**Exercise requirements**
Where the line containing "Put a dot on each instance of the overcast" appears in the records below, begin there and write out each line exactly until the last one, and nothing more.

**Material for the task**
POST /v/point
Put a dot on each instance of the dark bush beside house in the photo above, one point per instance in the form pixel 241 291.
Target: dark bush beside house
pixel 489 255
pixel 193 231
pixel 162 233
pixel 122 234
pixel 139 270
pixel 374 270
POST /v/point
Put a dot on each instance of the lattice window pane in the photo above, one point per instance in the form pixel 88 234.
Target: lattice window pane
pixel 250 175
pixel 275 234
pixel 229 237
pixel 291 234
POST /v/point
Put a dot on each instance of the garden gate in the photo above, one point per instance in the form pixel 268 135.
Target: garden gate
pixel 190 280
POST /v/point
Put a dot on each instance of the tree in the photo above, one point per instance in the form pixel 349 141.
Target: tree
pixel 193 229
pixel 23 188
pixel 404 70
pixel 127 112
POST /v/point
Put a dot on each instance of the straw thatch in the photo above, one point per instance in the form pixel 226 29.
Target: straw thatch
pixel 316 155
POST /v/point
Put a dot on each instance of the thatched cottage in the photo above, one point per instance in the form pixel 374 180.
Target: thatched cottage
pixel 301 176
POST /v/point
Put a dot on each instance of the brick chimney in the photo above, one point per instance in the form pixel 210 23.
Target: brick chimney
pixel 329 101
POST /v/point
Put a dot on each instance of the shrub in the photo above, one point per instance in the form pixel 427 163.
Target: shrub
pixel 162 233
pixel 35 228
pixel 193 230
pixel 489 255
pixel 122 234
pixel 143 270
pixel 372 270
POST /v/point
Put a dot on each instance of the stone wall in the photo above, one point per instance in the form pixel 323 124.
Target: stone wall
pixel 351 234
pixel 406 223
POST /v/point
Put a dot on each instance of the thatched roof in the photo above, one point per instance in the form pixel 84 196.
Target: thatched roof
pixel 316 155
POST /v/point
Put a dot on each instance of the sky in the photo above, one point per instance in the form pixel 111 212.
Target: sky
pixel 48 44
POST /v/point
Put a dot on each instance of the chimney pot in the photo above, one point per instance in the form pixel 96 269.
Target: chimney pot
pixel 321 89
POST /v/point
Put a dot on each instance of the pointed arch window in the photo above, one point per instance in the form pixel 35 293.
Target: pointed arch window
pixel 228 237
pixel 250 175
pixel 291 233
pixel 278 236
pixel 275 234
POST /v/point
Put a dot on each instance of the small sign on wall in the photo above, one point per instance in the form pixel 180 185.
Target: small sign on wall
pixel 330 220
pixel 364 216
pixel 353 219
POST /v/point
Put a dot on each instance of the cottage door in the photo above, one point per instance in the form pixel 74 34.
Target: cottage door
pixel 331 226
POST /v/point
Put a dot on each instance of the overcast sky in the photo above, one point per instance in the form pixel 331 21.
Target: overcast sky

**Task result**
Put a dot on each instance of the overcast sky in the photo above, one point per instance in the form pixel 331 21.
Target: overcast sky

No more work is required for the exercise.